Exercise aim =
Please repeat each line from the one holding "tiled roof of" through the final line of the data, exactly as it stands, with no pictures.

[Point-per-instance localization data]
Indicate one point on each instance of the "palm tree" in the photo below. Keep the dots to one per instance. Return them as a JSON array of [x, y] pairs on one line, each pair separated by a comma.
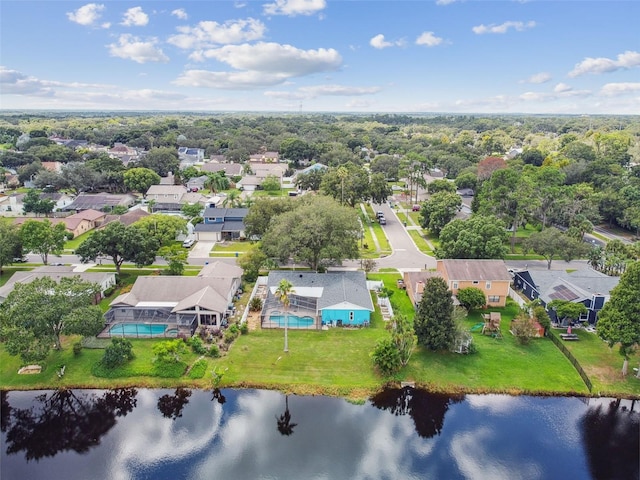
[[285, 427], [216, 182], [342, 173], [282, 293]]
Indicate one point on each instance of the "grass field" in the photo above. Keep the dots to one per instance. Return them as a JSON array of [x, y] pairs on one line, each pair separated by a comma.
[[337, 362]]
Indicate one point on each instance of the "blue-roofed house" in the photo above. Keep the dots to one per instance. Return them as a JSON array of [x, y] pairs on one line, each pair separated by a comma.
[[221, 224], [587, 286], [332, 298]]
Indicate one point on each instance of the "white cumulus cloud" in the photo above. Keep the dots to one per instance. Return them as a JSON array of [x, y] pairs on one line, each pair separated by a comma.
[[614, 89], [624, 61], [276, 58], [292, 8], [379, 42], [133, 48], [562, 87], [135, 17], [229, 80], [503, 28], [87, 15], [210, 33], [180, 13], [428, 39], [537, 78]]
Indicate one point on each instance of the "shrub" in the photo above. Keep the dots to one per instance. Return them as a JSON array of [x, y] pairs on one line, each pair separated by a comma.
[[523, 328], [118, 353], [169, 351], [386, 357], [255, 305], [230, 335], [471, 298], [197, 346], [198, 369]]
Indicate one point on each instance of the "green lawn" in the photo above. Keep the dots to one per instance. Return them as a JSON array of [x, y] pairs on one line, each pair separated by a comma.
[[420, 242], [602, 364], [337, 362], [73, 244]]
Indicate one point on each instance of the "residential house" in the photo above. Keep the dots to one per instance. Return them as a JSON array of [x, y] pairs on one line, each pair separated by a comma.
[[261, 171], [171, 198], [414, 283], [55, 167], [13, 202], [132, 216], [99, 201], [218, 159], [490, 276], [190, 156], [197, 183], [179, 303], [586, 286], [230, 169], [221, 224], [317, 299], [104, 279], [265, 157], [77, 223]]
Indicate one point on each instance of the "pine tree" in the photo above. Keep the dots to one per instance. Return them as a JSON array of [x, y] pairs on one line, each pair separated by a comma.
[[434, 323]]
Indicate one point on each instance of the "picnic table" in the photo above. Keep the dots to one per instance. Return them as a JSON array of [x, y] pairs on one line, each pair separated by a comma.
[[569, 336]]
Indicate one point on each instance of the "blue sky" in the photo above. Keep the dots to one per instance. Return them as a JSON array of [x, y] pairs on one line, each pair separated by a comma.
[[568, 57]]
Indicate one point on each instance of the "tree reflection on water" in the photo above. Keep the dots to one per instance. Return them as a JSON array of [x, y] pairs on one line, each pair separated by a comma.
[[611, 436], [426, 409], [63, 420]]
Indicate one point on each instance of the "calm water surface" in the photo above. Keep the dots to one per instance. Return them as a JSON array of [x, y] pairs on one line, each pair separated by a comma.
[[254, 434]]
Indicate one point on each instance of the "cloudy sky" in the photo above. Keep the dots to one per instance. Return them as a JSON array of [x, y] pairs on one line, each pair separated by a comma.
[[474, 56]]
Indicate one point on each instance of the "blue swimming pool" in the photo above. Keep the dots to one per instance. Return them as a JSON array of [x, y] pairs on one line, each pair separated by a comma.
[[293, 321], [135, 329]]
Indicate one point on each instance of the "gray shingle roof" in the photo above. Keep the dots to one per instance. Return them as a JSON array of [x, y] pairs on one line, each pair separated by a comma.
[[337, 287], [581, 283], [469, 270]]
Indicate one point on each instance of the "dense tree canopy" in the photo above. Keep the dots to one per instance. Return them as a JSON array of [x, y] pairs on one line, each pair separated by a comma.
[[619, 320], [120, 244], [43, 238], [140, 179], [433, 322], [318, 232], [477, 237], [11, 244], [35, 314]]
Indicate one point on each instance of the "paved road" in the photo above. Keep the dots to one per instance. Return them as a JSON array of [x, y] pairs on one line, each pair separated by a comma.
[[405, 256]]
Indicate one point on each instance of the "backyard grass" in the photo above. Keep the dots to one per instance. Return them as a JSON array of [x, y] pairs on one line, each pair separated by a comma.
[[72, 245], [603, 365], [420, 242], [7, 272], [337, 362]]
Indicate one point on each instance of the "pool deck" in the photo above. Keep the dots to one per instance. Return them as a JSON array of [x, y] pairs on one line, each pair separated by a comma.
[[171, 331]]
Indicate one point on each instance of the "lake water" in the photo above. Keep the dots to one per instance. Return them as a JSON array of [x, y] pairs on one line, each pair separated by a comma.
[[256, 434]]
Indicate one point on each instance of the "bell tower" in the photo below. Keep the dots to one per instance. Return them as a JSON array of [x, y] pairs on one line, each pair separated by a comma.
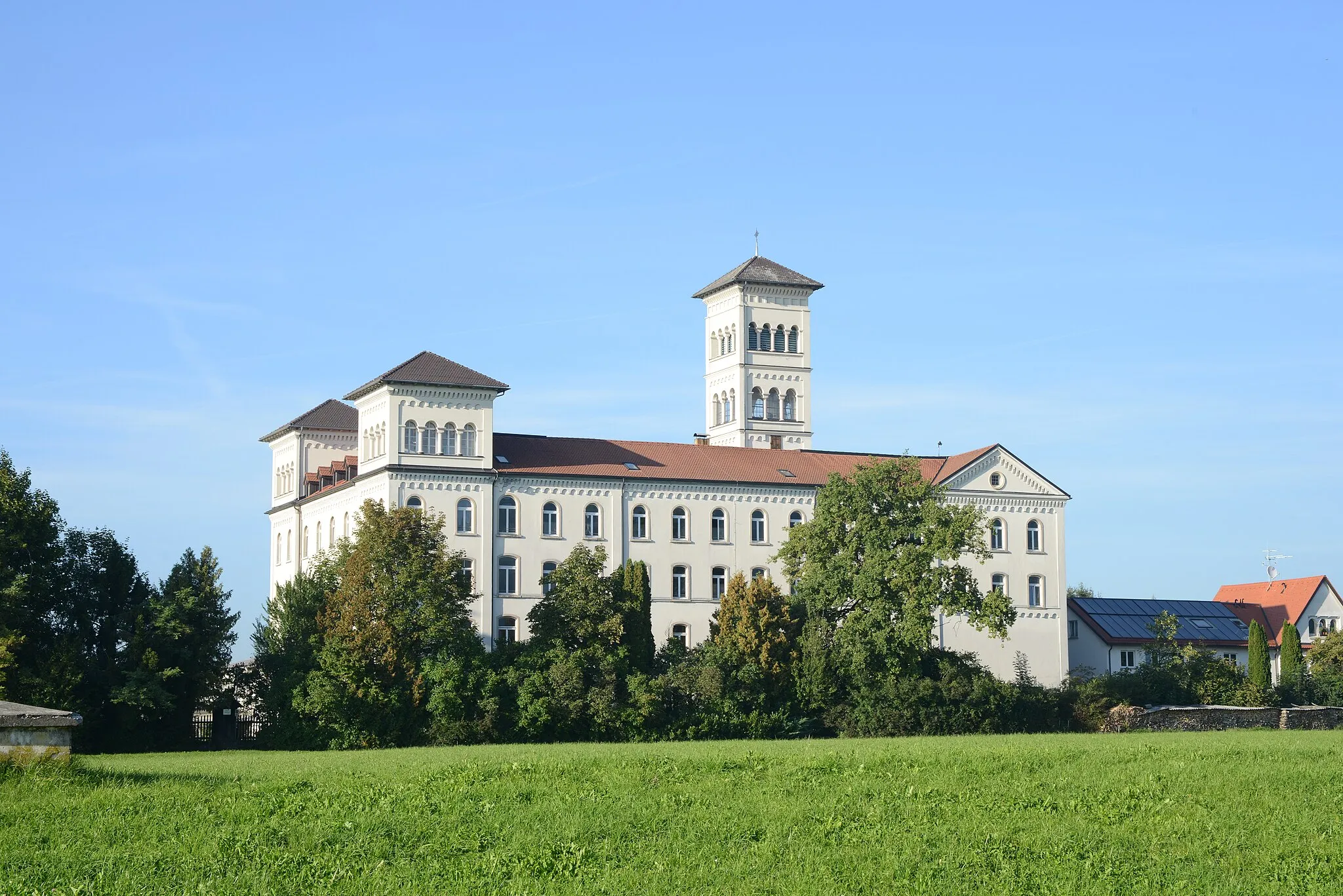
[[758, 363]]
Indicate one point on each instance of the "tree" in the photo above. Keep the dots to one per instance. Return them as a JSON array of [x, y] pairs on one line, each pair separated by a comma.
[[1291, 669], [30, 550], [880, 558], [1259, 668], [399, 653], [179, 650]]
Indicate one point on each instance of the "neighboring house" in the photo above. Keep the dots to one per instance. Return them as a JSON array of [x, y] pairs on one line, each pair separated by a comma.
[[1108, 634], [424, 435]]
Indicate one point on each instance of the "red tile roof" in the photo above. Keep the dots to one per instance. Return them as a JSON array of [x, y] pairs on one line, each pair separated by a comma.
[[546, 456], [1281, 602]]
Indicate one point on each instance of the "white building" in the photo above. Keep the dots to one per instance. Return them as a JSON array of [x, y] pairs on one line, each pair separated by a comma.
[[422, 435]]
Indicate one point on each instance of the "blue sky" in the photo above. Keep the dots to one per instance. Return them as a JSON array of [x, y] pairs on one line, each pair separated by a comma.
[[1107, 238]]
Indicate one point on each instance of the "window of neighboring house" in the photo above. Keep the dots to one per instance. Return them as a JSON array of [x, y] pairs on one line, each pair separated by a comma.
[[1036, 591], [679, 524], [508, 575], [1033, 535], [508, 515], [720, 582], [719, 526], [680, 583]]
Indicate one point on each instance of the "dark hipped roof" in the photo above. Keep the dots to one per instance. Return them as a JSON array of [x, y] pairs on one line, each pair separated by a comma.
[[759, 270], [607, 458], [331, 416], [20, 715], [429, 368], [1121, 621]]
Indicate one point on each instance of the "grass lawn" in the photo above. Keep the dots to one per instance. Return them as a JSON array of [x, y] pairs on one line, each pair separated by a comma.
[[1251, 811]]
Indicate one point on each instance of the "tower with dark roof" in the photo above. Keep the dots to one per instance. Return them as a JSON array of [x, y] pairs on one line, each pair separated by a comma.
[[758, 362]]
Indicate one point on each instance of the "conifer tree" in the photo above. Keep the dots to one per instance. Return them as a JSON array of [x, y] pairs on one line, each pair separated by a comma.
[[1260, 676], [1291, 672]]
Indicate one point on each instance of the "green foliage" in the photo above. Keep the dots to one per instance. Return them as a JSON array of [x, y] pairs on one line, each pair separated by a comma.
[[1259, 667], [398, 650], [1291, 667]]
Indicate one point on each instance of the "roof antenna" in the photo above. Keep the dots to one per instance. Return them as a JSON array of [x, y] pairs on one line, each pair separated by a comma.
[[1271, 559]]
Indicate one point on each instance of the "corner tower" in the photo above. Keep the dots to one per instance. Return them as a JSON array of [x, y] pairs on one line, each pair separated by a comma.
[[758, 367]]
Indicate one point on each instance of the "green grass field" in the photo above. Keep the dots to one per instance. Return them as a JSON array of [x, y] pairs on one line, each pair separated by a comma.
[[1254, 811]]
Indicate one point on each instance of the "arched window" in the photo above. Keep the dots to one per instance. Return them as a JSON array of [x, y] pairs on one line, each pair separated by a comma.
[[719, 526], [758, 527], [508, 515], [680, 583], [508, 575]]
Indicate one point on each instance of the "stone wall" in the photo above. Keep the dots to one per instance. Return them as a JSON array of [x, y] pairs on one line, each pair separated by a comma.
[[1222, 718], [34, 743]]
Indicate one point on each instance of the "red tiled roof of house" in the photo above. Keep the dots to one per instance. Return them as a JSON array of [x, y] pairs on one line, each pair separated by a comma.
[[1281, 602], [546, 456]]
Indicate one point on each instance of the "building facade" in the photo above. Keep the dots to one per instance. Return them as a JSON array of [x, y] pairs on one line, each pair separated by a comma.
[[422, 435]]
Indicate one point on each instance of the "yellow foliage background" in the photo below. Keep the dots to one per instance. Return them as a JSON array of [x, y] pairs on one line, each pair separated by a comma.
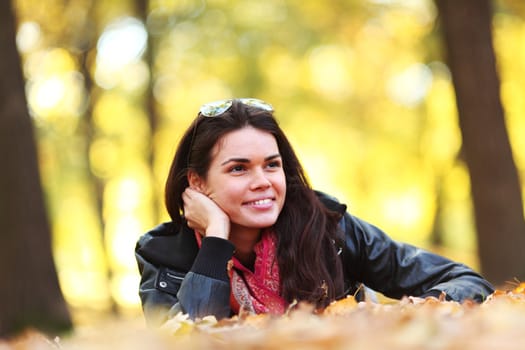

Solution to this exercise =
Indicate one point on each instance of the "red tiled roof of house" in the photo above. Keep the dots to one per instance. Return them as a JSON array of [x, y] pairs on one line, each pair separated by a comma.
[[1281, 602], [546, 456]]
Indicate one point on each instance of the "building facade" in the photo above. Keep the dots to one per instance. Return them as a JSON array of [x, y] pairs on one line, each pair separated by a comma.
[[422, 435]]
Indicate one point on each instance of the "yellow foliage background" in the photo below. Keep the dots to one per instance. Return them as a JSON array of [x, y] pairs on one line, each pair separated by a comma.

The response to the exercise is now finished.